Start of Provided entries

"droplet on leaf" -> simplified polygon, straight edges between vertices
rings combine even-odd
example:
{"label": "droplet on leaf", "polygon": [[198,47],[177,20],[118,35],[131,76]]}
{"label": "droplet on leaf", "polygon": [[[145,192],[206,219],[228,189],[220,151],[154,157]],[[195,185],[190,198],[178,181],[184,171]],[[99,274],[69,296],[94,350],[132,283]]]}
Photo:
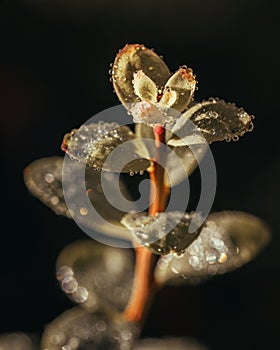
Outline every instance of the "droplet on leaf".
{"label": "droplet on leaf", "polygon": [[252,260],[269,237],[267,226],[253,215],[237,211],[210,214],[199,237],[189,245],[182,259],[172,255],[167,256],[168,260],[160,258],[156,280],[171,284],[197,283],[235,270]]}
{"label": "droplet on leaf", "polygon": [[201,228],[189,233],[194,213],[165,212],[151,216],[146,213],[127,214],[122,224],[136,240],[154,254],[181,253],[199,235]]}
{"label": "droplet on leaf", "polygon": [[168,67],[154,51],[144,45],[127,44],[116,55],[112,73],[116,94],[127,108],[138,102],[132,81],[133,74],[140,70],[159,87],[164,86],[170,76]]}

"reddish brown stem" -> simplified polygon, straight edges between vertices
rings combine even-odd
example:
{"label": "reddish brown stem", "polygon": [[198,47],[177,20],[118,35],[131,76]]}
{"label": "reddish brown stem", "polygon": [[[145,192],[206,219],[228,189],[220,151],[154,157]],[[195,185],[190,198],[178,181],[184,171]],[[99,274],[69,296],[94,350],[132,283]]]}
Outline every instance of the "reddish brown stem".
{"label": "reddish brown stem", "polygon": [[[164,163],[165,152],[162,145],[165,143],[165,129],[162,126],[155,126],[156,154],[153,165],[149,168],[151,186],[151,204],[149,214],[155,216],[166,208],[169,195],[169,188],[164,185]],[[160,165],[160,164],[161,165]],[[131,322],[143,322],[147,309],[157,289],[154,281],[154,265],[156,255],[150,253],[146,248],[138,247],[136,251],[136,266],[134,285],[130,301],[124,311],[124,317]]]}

End of Provided entries

## Goal of the exercise
Your answer is all of the records restated word for word, pictures excluded.

## Solution for this exercise
"droplet on leaf" -> simplified polygon, straight edges between vertices
rings combine even-odd
example:
{"label": "droplet on leaf", "polygon": [[198,47],[177,20],[118,35],[131,76]]}
{"label": "droplet on leaf", "polygon": [[[145,192],[206,219],[228,189],[220,151],[154,157]],[[195,185],[190,198],[178,181],[184,171]],[[99,274],[69,296],[94,350],[132,283]]]}
Photo:
Outline every instance of the "droplet on leaf".
{"label": "droplet on leaf", "polygon": [[252,260],[269,237],[267,226],[253,215],[237,211],[210,214],[199,237],[189,245],[182,259],[172,255],[167,256],[168,260],[160,258],[156,280],[171,284],[197,283],[235,270]]}
{"label": "droplet on leaf", "polygon": [[201,228],[189,233],[194,213],[165,212],[151,216],[146,213],[127,214],[122,224],[136,240],[154,254],[181,253],[199,235]]}
{"label": "droplet on leaf", "polygon": [[168,67],[154,51],[144,45],[127,44],[116,55],[112,73],[116,94],[127,108],[138,102],[132,81],[133,74],[140,70],[159,87],[164,86],[170,76]]}

"reddish brown stem" -> simplified polygon, straight edges between vertices
rings combine even-odd
example:
{"label": "reddish brown stem", "polygon": [[198,47],[177,20],[118,35],[131,76]]}
{"label": "reddish brown stem", "polygon": [[[145,192],[206,219],[228,189],[220,151],[154,157]],[[195,185],[190,198],[178,181],[184,171]],[[99,274],[69,296],[94,350],[132,283]]]}
Outline every instance of the "reddish brown stem".
{"label": "reddish brown stem", "polygon": [[[164,163],[165,152],[162,145],[165,143],[165,129],[162,126],[155,126],[156,154],[153,165],[149,168],[151,186],[151,204],[149,214],[155,216],[166,208],[169,195],[169,188],[164,185]],[[160,165],[160,164],[161,165]],[[131,322],[143,322],[147,309],[157,289],[154,281],[154,265],[156,255],[150,253],[146,248],[138,247],[136,251],[136,266],[134,285],[130,301],[124,311],[124,317]]]}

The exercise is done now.